60 ANOS DO GOLPE DE 1964
Jornal O Poder Popular nº 84 (março/abril de 2024)
O Brasil do final da década de 1950 e início dos anos 1960 vivenciava uma crise de consolidação e de crescimento do capitalismo no país, resultante do próprio processo de acumulação acelerado pelo modelo econômico implantado por Juscelino Kubitschek. O Estado brasileiro garantiu a infraestrutura necessária ao pleno desenvolvimento capitalista, com a montagem recorde dos setores mais dinâmicos da estrutura industrial brasileira, capitaneados, dentre outras, pelas empresas automobilísticas, de construção naval e mecânica pesada, majoritariamente controladas por capitais externos.
Esse quadro acabou projetando a burguesia brasileira associada ao capital internacional a uma posição de destaque dentre as demais frações da classe dominante que compunham o Estado no chamado “pacto populista”, até então mantido com base no equilíbrio entre elas. Os setores mais dinâmicos da burguesia brasileira queriam distância de qualquer projeto nacionalista que, de um lado, rejeitasse ou limitasse a presença do capital estrangeiro no país e, de outro, favorecesse ou não impedisse a mobilização crescente da classe trabalhadora e das massas populares por seus direitos.

REGISTROS FORNECIDOS:
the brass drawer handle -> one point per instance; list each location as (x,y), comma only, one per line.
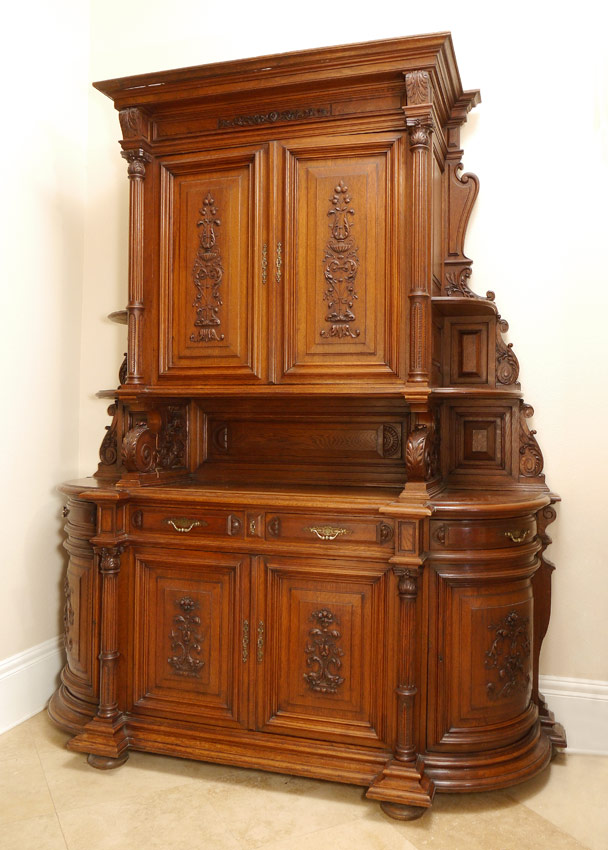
(264,264)
(279,261)
(517,535)
(245,641)
(327,532)
(183,524)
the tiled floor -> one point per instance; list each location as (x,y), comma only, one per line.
(50,799)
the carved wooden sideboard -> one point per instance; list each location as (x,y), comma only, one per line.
(315,540)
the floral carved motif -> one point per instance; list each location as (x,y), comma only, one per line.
(508,655)
(417,87)
(323,653)
(272,117)
(340,266)
(186,640)
(507,364)
(207,274)
(530,456)
(68,616)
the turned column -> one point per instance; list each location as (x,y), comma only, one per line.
(137,160)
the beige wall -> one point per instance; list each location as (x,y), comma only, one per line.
(539,143)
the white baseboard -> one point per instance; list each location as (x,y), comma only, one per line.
(27,680)
(581,706)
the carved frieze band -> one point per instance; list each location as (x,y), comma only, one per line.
(272,117)
(508,655)
(186,639)
(507,364)
(340,267)
(323,653)
(530,456)
(207,274)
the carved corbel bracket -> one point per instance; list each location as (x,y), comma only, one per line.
(507,364)
(530,456)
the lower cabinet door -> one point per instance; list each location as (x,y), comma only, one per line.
(189,635)
(323,651)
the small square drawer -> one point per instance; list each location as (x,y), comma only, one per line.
(483,534)
(186,521)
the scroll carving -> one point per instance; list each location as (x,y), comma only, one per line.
(272,117)
(139,449)
(507,364)
(173,439)
(340,267)
(418,87)
(530,456)
(186,640)
(508,655)
(323,653)
(207,274)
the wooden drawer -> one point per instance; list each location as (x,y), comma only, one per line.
(327,530)
(185,521)
(483,534)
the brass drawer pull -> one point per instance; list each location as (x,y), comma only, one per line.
(245,641)
(517,535)
(327,532)
(183,524)
(279,261)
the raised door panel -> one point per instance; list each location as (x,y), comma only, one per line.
(189,616)
(212,307)
(481,673)
(324,661)
(343,261)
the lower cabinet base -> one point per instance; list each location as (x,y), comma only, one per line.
(404,790)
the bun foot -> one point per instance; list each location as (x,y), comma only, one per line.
(106,762)
(402,812)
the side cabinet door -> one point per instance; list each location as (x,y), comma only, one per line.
(188,628)
(212,303)
(343,259)
(322,664)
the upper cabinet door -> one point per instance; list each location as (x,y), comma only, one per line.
(212,301)
(343,259)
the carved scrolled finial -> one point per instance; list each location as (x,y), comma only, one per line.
(137,160)
(418,87)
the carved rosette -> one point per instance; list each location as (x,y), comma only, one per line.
(530,456)
(207,274)
(340,267)
(186,639)
(507,364)
(508,655)
(323,653)
(139,452)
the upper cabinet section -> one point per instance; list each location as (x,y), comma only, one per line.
(286,219)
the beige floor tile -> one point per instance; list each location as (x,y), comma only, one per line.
(371,832)
(172,819)
(489,821)
(43,833)
(259,806)
(23,790)
(572,795)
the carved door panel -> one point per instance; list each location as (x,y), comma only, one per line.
(342,257)
(481,671)
(189,624)
(322,661)
(212,303)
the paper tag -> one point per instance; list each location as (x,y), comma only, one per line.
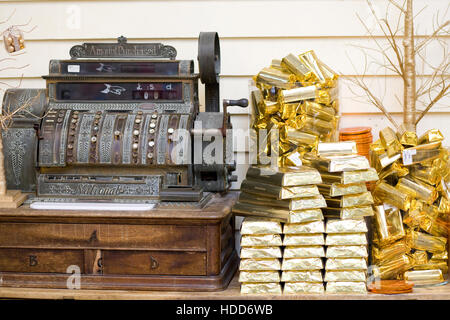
(407,156)
(73,68)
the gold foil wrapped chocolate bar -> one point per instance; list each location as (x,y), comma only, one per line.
(278,192)
(304,228)
(346,264)
(285,176)
(347,275)
(266,240)
(346,226)
(261,288)
(336,163)
(303,240)
(304,252)
(347,252)
(346,287)
(260,226)
(348,213)
(302,276)
(260,252)
(350,200)
(259,276)
(260,264)
(301,264)
(336,189)
(303,287)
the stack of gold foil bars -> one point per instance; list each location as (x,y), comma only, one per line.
(344,174)
(412,216)
(297,97)
(260,256)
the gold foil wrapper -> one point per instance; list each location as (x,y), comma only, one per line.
(343,276)
(260,226)
(424,276)
(348,213)
(389,225)
(350,200)
(419,257)
(285,176)
(337,163)
(346,287)
(317,110)
(389,141)
(302,276)
(306,216)
(392,268)
(350,177)
(302,228)
(259,276)
(303,240)
(299,137)
(260,252)
(272,77)
(301,264)
(295,66)
(346,264)
(443,255)
(390,252)
(336,189)
(304,252)
(347,252)
(394,169)
(303,288)
(289,204)
(260,265)
(260,212)
(422,241)
(421,153)
(385,193)
(433,135)
(428,175)
(260,288)
(267,240)
(417,189)
(277,192)
(346,226)
(343,148)
(349,239)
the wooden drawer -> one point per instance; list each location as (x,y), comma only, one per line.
(154,262)
(120,236)
(37,260)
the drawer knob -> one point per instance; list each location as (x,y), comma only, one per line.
(153,263)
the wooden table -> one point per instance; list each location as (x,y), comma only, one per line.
(231,293)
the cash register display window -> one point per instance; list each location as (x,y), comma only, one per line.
(170,91)
(154,68)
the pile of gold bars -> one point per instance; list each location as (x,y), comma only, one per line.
(271,196)
(260,256)
(344,174)
(297,97)
(411,228)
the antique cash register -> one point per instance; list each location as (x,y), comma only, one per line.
(119,125)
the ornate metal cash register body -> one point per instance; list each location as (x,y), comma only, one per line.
(110,127)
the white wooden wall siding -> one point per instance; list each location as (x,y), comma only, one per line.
(252,33)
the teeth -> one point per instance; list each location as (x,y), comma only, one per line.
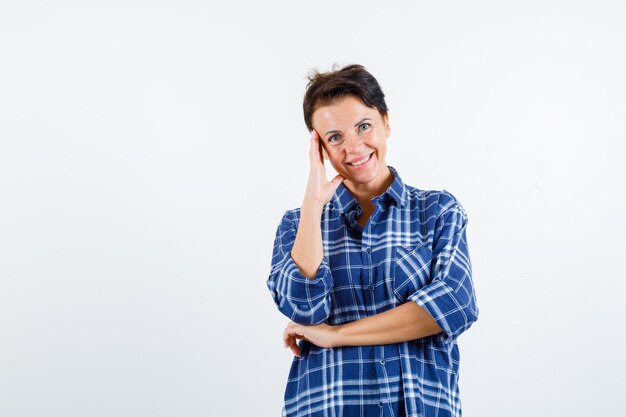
(361,162)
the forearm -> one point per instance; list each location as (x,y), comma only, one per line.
(307,251)
(405,322)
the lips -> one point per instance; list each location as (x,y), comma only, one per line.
(365,160)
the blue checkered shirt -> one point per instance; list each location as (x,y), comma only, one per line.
(413,248)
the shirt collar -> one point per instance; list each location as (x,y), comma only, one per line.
(344,201)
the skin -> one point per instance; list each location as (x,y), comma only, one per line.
(344,131)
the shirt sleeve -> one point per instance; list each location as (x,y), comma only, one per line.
(303,300)
(450,297)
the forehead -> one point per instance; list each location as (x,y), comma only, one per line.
(347,110)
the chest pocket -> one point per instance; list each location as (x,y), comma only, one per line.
(411,270)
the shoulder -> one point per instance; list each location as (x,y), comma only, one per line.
(434,202)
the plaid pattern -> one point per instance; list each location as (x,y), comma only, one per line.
(413,249)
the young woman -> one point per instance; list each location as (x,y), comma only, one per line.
(375,274)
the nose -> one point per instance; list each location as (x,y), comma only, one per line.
(353,144)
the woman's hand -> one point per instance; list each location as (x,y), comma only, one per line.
(319,189)
(322,335)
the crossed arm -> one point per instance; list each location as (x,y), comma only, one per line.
(408,321)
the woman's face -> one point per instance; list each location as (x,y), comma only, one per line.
(352,132)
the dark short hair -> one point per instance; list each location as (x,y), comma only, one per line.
(328,87)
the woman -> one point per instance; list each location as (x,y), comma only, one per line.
(374,274)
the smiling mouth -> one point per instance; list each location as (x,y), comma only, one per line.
(361,162)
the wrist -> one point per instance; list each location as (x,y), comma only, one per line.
(338,337)
(310,204)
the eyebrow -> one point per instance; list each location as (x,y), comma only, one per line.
(355,125)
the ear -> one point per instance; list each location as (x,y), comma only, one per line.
(387,125)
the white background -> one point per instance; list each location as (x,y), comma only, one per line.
(149,149)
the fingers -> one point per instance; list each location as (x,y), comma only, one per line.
(290,337)
(337,180)
(315,152)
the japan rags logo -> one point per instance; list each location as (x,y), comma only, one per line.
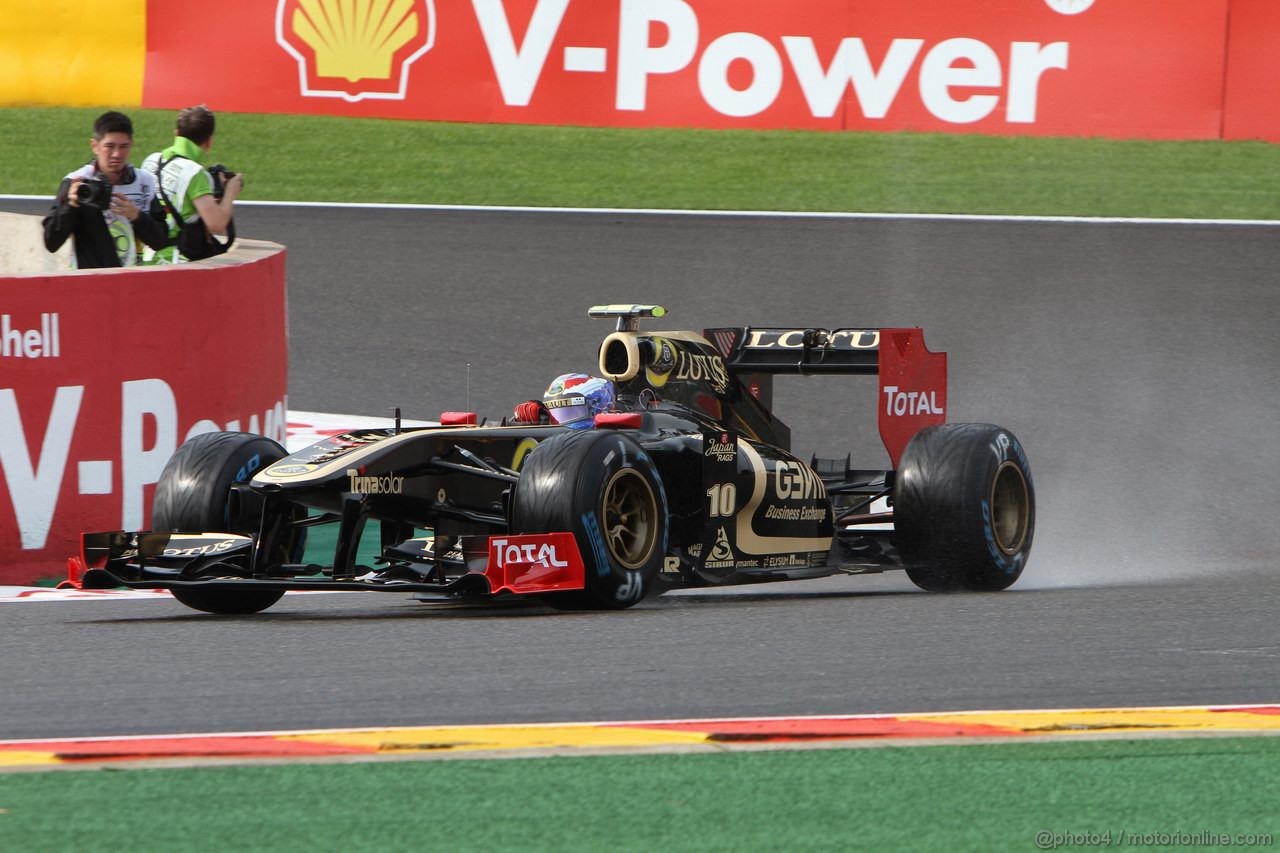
(355,50)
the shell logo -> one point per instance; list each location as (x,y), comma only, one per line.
(355,49)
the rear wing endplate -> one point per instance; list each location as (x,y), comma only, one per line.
(913,382)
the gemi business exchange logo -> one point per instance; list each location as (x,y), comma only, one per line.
(355,49)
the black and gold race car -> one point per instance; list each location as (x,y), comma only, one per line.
(686,480)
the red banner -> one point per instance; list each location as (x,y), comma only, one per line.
(103,374)
(1120,68)
(1252,76)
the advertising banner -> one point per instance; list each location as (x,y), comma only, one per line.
(72,53)
(104,373)
(1119,68)
(1252,74)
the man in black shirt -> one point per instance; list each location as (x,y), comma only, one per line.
(106,205)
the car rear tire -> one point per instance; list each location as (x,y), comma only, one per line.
(964,507)
(603,488)
(193,496)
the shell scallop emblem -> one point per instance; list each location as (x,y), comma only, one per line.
(355,49)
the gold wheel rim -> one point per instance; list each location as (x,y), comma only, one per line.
(1010,507)
(630,519)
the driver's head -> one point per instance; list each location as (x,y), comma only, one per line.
(575,398)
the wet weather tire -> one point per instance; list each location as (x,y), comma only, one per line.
(964,507)
(603,488)
(193,496)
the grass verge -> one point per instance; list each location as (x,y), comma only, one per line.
(339,159)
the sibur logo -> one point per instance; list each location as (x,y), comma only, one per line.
(355,50)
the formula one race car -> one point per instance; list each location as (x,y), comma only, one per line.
(686,480)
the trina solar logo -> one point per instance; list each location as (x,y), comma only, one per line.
(355,49)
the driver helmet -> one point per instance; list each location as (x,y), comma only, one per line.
(575,398)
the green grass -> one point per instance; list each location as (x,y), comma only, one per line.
(337,159)
(937,798)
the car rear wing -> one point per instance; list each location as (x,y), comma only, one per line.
(913,381)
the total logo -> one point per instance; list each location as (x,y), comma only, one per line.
(530,551)
(365,50)
(912,402)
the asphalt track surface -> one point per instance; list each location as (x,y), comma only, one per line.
(1136,361)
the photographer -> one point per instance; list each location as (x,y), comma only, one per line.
(199,201)
(108,206)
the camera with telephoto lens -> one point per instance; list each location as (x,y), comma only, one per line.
(220,174)
(94,192)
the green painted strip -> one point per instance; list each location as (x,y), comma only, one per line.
(944,798)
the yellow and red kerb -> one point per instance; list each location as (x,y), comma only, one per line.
(640,737)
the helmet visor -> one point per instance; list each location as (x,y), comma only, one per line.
(568,409)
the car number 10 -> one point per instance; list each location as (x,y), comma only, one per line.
(723,500)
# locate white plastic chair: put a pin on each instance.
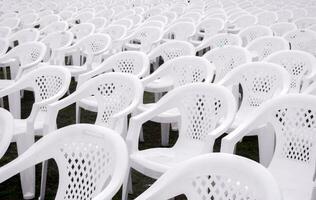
(303, 40)
(47, 20)
(82, 30)
(264, 46)
(55, 43)
(259, 82)
(5, 31)
(267, 18)
(54, 27)
(284, 15)
(49, 84)
(206, 112)
(92, 161)
(130, 62)
(299, 64)
(172, 74)
(99, 23)
(280, 29)
(4, 46)
(92, 47)
(12, 23)
(6, 121)
(209, 27)
(29, 20)
(253, 32)
(226, 59)
(116, 95)
(179, 31)
(219, 40)
(293, 163)
(215, 176)
(23, 36)
(305, 22)
(143, 39)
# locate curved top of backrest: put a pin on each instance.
(58, 39)
(227, 58)
(215, 176)
(299, 64)
(302, 40)
(220, 40)
(172, 49)
(267, 45)
(253, 32)
(114, 92)
(281, 28)
(82, 30)
(260, 82)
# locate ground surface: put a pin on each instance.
(11, 189)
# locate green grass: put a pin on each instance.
(11, 189)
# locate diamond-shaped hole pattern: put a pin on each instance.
(257, 88)
(188, 73)
(87, 165)
(47, 86)
(112, 98)
(202, 113)
(218, 187)
(296, 129)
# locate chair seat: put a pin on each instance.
(169, 116)
(156, 161)
(20, 125)
(89, 103)
(5, 83)
(159, 85)
(76, 70)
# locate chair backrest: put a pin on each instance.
(130, 62)
(305, 22)
(259, 82)
(210, 27)
(11, 22)
(227, 58)
(172, 49)
(245, 21)
(267, 18)
(253, 32)
(89, 158)
(292, 117)
(82, 30)
(302, 40)
(182, 71)
(279, 29)
(54, 27)
(264, 46)
(299, 64)
(219, 40)
(147, 36)
(284, 15)
(114, 92)
(23, 36)
(215, 176)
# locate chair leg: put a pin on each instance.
(78, 114)
(266, 141)
(127, 185)
(15, 104)
(165, 129)
(43, 180)
(28, 175)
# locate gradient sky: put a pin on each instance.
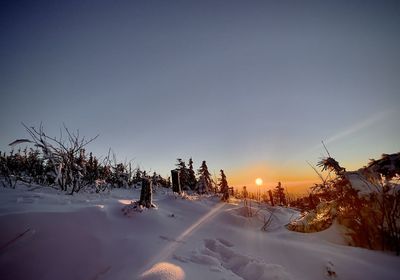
(250, 86)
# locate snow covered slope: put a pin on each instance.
(49, 235)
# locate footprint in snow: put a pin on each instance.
(219, 254)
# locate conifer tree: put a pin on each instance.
(204, 184)
(191, 176)
(183, 174)
(224, 188)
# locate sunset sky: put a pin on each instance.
(252, 87)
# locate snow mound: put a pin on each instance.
(163, 271)
(218, 255)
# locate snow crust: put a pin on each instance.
(49, 235)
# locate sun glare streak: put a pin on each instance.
(125, 201)
(376, 118)
(170, 248)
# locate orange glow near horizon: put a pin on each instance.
(295, 179)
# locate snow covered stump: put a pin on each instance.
(145, 201)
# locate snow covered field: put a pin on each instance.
(46, 234)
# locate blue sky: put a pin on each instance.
(236, 83)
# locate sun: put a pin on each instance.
(258, 181)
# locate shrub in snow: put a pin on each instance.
(146, 194)
(366, 202)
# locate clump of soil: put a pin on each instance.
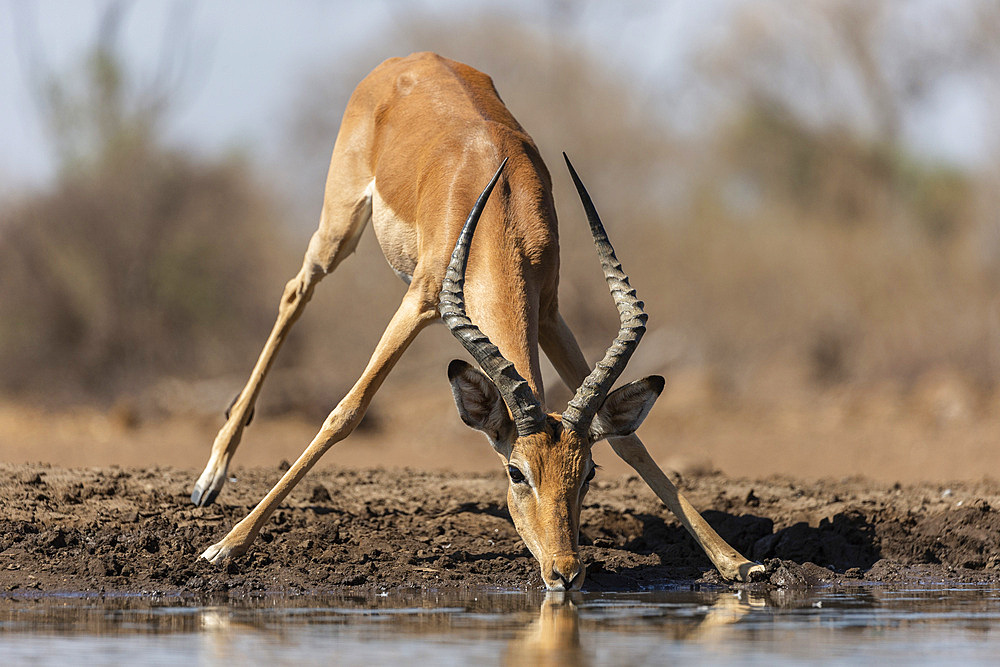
(134, 530)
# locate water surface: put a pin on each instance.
(933, 624)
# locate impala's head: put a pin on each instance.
(547, 456)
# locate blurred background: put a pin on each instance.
(804, 194)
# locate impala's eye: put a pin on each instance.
(516, 476)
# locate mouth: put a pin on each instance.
(557, 581)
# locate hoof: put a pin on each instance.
(208, 486)
(751, 572)
(216, 553)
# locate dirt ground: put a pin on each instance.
(117, 529)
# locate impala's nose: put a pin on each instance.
(567, 573)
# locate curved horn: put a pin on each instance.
(581, 409)
(524, 407)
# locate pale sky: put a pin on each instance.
(249, 57)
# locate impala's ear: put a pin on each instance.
(625, 408)
(479, 403)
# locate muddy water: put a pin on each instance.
(933, 624)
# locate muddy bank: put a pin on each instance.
(134, 530)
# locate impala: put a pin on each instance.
(420, 137)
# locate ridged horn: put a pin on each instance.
(581, 409)
(516, 393)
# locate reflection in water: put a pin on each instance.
(522, 628)
(553, 638)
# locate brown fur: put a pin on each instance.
(420, 137)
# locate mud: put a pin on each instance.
(127, 530)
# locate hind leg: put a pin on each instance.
(418, 309)
(563, 351)
(346, 210)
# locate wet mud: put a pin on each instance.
(129, 530)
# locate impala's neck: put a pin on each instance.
(508, 284)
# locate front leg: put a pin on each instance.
(563, 351)
(730, 563)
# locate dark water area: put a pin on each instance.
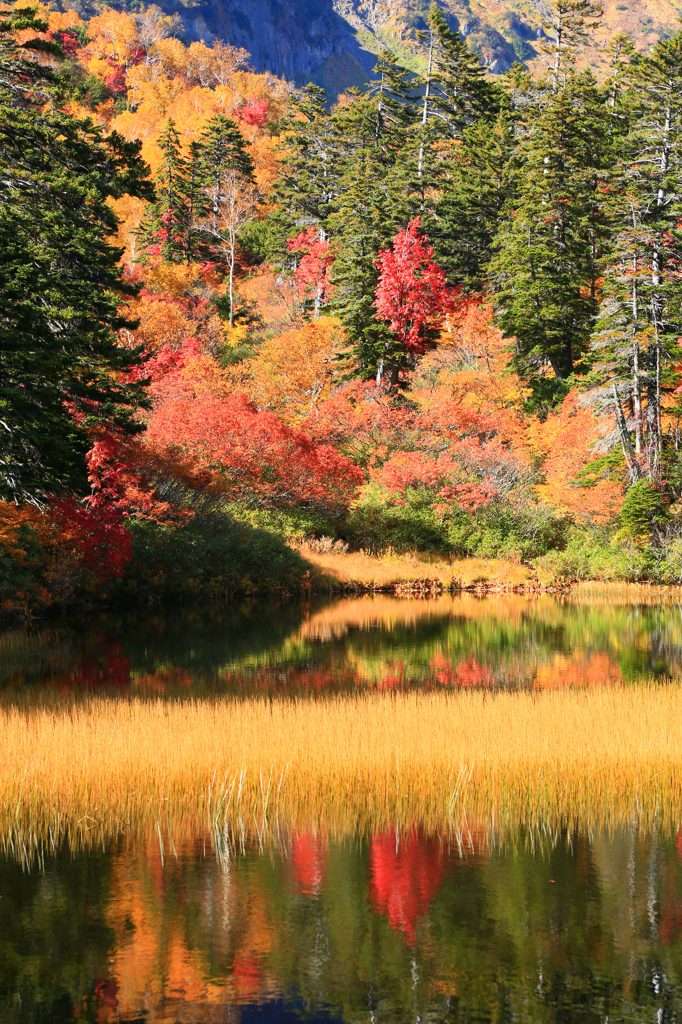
(393, 928)
(386, 643)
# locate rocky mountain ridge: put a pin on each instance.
(334, 42)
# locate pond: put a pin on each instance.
(507, 641)
(468, 924)
(390, 928)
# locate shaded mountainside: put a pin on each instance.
(334, 42)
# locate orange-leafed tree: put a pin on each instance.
(293, 373)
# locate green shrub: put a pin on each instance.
(210, 556)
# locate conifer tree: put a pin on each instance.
(544, 268)
(394, 116)
(167, 223)
(61, 372)
(474, 186)
(371, 209)
(307, 183)
(459, 94)
(640, 317)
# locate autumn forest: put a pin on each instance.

TAREFAS:
A) Disponha como uma lista JSON de strings, uma para cada linha e sem as linhas em branco, as linhas dos registros que começam na linha com "# locate shaded" e seguem até a última linha dos registros, incluindo as duas pontas.
B) Prossiga com o texto sobre os 60 anos do golpe de 1964 a partir de onde ele termina.
O texto e os registros vêm de fontes diferentes.

RESPOSTAS:
A)
[
  "# locate shaded mountainside: put a pin on each instance.",
  "(334, 42)",
  "# locate orange-leafed tree: put a pin on each instance.",
  "(293, 373)",
  "# locate green shrub: put a pin on each instance.",
  "(210, 556)",
  "# locate conifer tree: put a pin on each instance.",
  "(544, 268)",
  "(394, 116)",
  "(167, 223)",
  "(61, 372)",
  "(474, 186)",
  "(371, 209)",
  "(307, 183)",
  "(459, 94)",
  "(640, 317)",
  "# locate autumn forest: put a pin on each instance."
]

B)
Por outro lado, verificava-se no período a participação ativa de amplas camadas de trabalhadores urbanos e rurais nos embates políticos, atraindo setores de camadas médias, com destaque para estudantes e intelectuais. Se a ampliação da mobilização popular não colocava imediatamente em xeque a ordem capitalista, não deixava de representar uma séria ameaça aos interesses das frações de classe burguesas ligadas aos bancos, à grande indústria e ao latifúndio. Isto levava a uma conjuntura de crescente tensão, com o governo de João Goulart sendo pressionado por todos os setores da luta política e sofrendo um esvaziamento de poder e autoridade.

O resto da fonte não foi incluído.